#### Texte de la page
----------

Les tests de vaccins et l’Afrique : où en est-on ?
Le débat a été relancé le 1er avril avec une intervention sur la chaîne française LCI de deux médecins évoquant des tests en Afrique. « Si je peux être provocateur, est-ce qu’on ne devrait pas faire cette étude en Afrique, où il n’y a pas de masques, pas de traitement, pas de réanimation, un peu comme c’est fait d’ailleurs sur certaines études avec le sida, où chez les prostituées, on essaye des choses parce qu’on sait qu’elles sont hautement exposées ? » a déclaré l’un des médecins, Jean-Paul Mira, chef de service de médecine intensive et réanimation à l’hôpital parisien Cochin. « Non, les Africains ne sont pas des cobayes ! » s’est indignée l’association française SOS Racisme dans un communiqué. Jean-Paul Mira a présenté ses « excuses les plus sincères » à « celles et à ceux qui ont été heurtés, choqués, qui se sont sentis insultés par des propos que j’ai maladroitement prononcés ».
Mais, selon l’Inserm, l’échange pointé du doigt ne concernait pas un vaccin contre le coronavirus, mais celui contre la tuberculose, plus connu sous le nom de BCG. L’idée serait de voir ses éventuels effets sur le nouveau coronavirus. Cette expérience est déjà « en cours ou sur le point d’être lancée » dans plusieurs pays européens et en Australie, et « il y a actuellement une réflexion autour d’un déploiement en Afrique ». Pour l’institut de recherche, « l’Afrique ne doit pas être oubliée ni exclue des recherches, car la pandémie est globale. Si les essais internationaux étaient concluants, le vaccin BCG pourrait être une grande aide pour protéger les soignants. » Et d’ajouter que ces tests sur le BCG sont distincts des recherches sur un vaccin contre le coronavirus proprement dit. D’autant plus que la recherche sur un vaccin anti-coronavirus pourrait, elle, ne pas aboutir avant au moins l’année prochaine. Pour précision, la vaccination antituberculeuse est répandue sur le continent africain, en raison notamment de campagnes menées par l’OMS. En 2018, 80 % de la population africaine ciblée (enfants et femmes de moins de 50 ans) dans le cadre de ces campagnes était vaccinée au BCG.
Comment rassurer ?
Disons-le clairement. Ces explications n’ont pas convaincu. « Chers médecins, scientifiques et empires pharmaceutiques, lorsque vous aurez fini de tester vos vaccins #Covid19 sur des animaux, avant même d’envisager de venir l’essayer sur des Africains, un peuple pour lequel vous n’avez jamais montré de considération, essayez sur vous-mêmes », tempête le musicien suédo-congolais Mohombi sur Twitter.
De fait, la prise de parole du professeur Jean-Jacques Muyembe, qui, on le rappelle, a codécouvert le virus Ebola en 1976, n’a pas rassuré les populations du Congo et bien au-delà. Ainsi, le vaccin sera testé sur les plus pauvres d’entre les pauvres, avec la coopération du gouvernement congolais. N’y a-t-il pas assez de candidats potentiels en Europe, aux États- Unis ou en Chine ? « Nous avons été choisis », a déclaré le professeur Muyembe. « Est-ce en contrepartie du soutien des États-Unis (6 millions de dollars) et de la Banque mondiale (47 millions de dollars) à la RDC pour la riposte contre le virus ? » s’interroge un internaute. Et une pétition en ligne « Non aux tests de vaccins contre le Covid-19 en Afrique » a été aussitôt mise en ligne afin de dire non à cette initiative prise par le docteur Jean-Jacques Muyembe. Entre-temps, le professeur Muyembe a réalisé une seconde vidéo, seul, cette fois, dans laquelle il appelle à l’apaisement sur cette question.
« Je suis moi-même congolais et je ne permettrais jamais d’utiliser les Congolais comme cobayes », a dit le professeur Muyembe, dans cette vidéo, tout en évoquant de précédents vaccins administrés aux Congolais qui étaient testés d’abord sur le sol occidental. Également, ce vaccin sera testé d’abord en Europe et en Amérique, a rassuré le virologue.

----------

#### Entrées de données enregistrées

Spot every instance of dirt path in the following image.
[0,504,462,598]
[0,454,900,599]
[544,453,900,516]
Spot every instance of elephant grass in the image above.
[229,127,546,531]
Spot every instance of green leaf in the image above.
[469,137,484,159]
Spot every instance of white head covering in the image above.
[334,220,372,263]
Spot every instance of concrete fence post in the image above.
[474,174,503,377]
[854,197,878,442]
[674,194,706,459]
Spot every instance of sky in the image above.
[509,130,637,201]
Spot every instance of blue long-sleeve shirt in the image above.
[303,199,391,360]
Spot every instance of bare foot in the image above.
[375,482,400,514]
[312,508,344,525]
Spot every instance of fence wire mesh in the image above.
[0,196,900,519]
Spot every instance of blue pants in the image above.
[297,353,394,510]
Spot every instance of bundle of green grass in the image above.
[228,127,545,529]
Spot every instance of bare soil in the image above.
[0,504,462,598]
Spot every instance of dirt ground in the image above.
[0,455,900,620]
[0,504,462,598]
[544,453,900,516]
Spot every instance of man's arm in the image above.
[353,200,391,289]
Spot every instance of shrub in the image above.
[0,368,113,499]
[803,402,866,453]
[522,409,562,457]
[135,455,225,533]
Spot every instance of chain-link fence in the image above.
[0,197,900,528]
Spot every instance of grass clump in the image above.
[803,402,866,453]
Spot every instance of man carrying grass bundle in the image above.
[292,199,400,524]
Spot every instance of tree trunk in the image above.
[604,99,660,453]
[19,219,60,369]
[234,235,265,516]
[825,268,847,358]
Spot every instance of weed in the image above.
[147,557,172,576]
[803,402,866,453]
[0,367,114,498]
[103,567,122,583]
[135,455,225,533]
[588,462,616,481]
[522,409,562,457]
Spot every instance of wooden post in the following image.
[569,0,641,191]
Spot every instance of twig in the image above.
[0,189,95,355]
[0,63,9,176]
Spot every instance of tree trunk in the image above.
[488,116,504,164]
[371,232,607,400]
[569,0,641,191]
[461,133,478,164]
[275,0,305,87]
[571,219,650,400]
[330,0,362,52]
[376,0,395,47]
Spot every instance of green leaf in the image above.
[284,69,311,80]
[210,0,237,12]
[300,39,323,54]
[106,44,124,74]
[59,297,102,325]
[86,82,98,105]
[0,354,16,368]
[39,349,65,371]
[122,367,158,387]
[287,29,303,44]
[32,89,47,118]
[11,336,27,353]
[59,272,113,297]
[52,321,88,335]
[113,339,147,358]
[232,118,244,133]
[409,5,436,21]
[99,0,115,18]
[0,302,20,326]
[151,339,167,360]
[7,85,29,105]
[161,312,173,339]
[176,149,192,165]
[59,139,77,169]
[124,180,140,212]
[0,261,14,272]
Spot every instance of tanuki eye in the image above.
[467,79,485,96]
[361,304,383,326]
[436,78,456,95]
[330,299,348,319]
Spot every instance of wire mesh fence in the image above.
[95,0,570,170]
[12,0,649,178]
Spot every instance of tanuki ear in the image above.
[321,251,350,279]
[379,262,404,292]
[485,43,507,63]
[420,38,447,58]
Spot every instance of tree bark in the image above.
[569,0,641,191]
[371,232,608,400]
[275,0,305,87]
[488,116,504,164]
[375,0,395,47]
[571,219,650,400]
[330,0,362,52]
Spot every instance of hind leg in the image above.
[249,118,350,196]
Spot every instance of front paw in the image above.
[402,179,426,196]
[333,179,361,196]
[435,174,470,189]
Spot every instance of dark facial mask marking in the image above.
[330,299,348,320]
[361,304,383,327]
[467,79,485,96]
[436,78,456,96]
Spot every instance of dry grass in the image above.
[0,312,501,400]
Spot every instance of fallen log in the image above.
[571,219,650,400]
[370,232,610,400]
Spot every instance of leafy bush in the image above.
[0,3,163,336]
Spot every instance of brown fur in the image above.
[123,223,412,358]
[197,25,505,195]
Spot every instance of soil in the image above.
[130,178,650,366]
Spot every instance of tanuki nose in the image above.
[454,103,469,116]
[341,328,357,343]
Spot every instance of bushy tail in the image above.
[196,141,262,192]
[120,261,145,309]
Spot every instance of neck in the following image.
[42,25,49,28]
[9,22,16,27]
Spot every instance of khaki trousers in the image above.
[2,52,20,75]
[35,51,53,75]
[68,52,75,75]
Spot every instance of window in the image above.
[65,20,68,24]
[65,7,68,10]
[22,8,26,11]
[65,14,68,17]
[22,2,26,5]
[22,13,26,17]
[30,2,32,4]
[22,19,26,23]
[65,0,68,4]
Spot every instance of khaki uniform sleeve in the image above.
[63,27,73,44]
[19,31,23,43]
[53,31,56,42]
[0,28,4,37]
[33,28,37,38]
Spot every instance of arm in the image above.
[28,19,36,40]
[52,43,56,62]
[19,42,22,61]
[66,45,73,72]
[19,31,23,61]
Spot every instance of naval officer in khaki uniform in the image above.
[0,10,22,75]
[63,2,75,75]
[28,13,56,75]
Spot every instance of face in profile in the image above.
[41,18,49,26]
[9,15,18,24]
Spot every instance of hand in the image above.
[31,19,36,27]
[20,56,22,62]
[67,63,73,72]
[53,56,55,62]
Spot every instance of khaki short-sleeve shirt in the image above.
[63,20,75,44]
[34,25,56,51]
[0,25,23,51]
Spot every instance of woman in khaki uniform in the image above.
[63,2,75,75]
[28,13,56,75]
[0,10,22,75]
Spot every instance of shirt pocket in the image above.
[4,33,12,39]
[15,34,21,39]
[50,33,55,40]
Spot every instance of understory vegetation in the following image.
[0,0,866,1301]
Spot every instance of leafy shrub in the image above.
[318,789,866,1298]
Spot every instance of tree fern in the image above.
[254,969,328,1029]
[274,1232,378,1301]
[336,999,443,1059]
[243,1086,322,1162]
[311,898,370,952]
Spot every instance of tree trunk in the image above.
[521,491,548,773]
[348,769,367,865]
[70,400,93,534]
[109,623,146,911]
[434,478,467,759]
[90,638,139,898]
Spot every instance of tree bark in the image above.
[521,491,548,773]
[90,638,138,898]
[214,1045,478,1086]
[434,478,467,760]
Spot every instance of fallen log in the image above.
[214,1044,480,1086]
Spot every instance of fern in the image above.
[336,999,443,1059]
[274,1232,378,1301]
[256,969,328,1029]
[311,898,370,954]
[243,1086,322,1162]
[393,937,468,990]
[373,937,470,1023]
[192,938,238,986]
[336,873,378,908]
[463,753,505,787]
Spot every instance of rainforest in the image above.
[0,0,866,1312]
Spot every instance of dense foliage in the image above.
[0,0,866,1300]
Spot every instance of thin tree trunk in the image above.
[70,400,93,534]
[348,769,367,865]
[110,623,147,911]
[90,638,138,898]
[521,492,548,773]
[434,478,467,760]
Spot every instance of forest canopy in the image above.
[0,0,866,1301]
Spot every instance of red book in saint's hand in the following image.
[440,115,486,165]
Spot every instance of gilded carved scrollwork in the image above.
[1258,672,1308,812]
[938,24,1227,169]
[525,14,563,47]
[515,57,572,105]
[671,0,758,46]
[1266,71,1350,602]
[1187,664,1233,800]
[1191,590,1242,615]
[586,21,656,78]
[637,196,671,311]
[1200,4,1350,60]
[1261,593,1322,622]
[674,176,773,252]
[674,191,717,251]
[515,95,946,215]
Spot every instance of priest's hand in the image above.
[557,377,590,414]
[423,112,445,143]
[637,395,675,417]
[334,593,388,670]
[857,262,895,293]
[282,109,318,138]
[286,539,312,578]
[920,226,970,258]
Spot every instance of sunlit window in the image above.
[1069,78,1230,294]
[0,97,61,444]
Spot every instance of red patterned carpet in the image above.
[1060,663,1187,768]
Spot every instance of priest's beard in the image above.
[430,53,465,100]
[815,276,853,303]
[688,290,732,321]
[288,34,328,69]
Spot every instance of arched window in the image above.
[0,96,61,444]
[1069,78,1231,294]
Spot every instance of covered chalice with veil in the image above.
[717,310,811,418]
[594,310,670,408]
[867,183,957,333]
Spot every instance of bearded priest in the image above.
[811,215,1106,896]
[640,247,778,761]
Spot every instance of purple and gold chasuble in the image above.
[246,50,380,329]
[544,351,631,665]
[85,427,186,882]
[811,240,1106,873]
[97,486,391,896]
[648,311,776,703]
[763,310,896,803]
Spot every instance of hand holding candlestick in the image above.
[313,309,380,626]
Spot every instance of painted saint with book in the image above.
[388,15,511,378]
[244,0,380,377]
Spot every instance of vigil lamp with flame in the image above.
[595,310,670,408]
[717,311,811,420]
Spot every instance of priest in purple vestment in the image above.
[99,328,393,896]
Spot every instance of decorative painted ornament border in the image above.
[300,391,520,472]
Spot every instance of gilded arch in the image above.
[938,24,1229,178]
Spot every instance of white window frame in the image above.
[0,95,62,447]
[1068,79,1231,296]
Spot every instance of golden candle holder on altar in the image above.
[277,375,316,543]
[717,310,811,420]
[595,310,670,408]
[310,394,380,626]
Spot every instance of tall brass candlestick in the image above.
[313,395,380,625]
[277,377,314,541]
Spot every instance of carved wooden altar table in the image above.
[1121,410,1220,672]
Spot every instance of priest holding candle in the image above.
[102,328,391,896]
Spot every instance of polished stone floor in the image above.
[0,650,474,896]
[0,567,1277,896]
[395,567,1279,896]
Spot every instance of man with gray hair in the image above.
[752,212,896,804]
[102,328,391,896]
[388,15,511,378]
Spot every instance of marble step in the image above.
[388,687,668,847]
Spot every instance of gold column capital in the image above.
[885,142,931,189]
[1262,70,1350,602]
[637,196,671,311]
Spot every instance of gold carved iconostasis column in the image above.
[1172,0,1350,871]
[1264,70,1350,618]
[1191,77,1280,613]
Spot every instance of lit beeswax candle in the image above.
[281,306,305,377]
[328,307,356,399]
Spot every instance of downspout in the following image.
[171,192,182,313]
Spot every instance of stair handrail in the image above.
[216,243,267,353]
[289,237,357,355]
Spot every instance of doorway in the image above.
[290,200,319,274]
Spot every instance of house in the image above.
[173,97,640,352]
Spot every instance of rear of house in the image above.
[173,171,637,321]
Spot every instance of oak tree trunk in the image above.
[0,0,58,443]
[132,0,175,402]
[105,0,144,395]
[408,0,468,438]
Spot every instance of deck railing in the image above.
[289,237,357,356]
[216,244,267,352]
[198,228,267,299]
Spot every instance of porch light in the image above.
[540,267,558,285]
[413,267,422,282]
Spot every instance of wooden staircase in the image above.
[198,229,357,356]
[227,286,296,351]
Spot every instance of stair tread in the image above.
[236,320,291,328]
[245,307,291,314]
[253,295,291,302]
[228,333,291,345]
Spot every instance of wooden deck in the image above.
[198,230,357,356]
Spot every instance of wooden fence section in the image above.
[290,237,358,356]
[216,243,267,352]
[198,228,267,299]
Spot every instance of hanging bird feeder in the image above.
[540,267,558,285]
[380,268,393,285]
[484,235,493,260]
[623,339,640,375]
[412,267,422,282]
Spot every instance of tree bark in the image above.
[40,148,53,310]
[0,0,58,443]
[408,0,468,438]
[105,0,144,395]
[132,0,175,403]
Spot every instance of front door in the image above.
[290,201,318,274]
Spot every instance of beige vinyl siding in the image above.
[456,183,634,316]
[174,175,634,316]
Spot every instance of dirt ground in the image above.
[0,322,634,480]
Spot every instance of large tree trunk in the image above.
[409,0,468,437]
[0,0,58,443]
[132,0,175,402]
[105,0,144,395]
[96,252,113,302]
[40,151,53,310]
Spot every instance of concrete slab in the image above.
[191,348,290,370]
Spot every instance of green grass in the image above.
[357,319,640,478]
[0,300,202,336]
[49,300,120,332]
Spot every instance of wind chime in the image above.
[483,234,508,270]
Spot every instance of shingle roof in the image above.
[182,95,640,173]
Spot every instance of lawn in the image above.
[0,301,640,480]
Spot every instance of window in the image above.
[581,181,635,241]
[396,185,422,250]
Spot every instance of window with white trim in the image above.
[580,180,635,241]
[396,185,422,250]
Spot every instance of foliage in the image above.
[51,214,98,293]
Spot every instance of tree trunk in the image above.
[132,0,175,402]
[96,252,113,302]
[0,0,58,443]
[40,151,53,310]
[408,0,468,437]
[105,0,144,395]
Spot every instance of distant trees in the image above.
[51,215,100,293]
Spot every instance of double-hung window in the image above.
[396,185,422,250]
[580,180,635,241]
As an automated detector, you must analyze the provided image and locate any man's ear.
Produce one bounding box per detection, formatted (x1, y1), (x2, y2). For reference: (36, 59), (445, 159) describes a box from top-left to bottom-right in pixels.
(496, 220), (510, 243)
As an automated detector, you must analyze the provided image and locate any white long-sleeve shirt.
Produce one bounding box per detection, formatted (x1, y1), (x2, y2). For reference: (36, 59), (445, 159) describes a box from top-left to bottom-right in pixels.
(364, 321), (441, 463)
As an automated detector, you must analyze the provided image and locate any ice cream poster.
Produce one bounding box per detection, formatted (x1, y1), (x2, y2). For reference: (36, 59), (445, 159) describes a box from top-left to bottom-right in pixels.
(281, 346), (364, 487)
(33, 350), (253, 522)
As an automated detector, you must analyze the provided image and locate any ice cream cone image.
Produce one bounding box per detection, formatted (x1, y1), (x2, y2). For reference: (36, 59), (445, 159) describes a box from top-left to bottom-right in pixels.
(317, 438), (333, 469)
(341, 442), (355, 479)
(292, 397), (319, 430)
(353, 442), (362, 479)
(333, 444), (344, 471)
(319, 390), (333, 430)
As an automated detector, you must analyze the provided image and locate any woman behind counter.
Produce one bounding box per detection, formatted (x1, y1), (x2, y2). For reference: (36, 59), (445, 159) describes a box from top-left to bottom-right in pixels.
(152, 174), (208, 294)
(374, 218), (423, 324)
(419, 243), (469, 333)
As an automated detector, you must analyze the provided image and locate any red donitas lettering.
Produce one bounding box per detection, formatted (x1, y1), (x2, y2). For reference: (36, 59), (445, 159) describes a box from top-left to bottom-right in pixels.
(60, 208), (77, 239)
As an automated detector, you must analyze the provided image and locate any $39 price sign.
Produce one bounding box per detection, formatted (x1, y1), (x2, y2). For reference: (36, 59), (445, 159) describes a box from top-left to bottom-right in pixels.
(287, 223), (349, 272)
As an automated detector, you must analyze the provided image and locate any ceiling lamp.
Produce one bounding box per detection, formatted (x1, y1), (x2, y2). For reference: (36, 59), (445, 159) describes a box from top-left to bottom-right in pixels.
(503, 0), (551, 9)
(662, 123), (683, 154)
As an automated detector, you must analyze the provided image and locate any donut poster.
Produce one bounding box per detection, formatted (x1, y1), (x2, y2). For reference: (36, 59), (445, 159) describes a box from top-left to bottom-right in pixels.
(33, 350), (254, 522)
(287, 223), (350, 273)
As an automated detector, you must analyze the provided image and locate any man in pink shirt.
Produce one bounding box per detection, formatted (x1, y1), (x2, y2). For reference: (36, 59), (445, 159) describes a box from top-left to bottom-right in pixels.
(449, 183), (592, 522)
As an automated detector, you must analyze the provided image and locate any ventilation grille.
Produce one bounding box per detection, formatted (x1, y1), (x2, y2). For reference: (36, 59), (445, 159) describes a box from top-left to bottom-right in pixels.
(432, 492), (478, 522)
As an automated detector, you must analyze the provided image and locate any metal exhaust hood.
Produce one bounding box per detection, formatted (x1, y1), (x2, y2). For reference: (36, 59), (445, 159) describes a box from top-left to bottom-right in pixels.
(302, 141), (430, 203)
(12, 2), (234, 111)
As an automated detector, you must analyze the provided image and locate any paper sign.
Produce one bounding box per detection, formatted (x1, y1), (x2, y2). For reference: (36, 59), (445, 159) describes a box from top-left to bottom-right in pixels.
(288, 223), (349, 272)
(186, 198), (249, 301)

----------

#### Tâche à réaliser
Pouvez-vous réécrire le passage de l'article sur les tests de vaccins en Afrique qui commence par « Comment rassurer ? » et se poursuit jusqu'à « Mohombi sur Twitter. », en remplaçant « musicien » par « chanteur » ?

#### Solution de la tâche
Comment rassurer ?
Disons-le clairement. Ces explications n’ont pas convaincu. « Chers médecins, scientifiques et empires pharmaceutiques, lorsque vous aurez fini de tester vos vaccins #Covid19 sur des animaux, avant même d’envisager de venir l’essayer sur des Africains, un peuple pour lequel vous n’avez jamais montré de considération, essayez sur vous-mêmes », tempête le chanteur suédo-congolais Mohombi sur Twitter.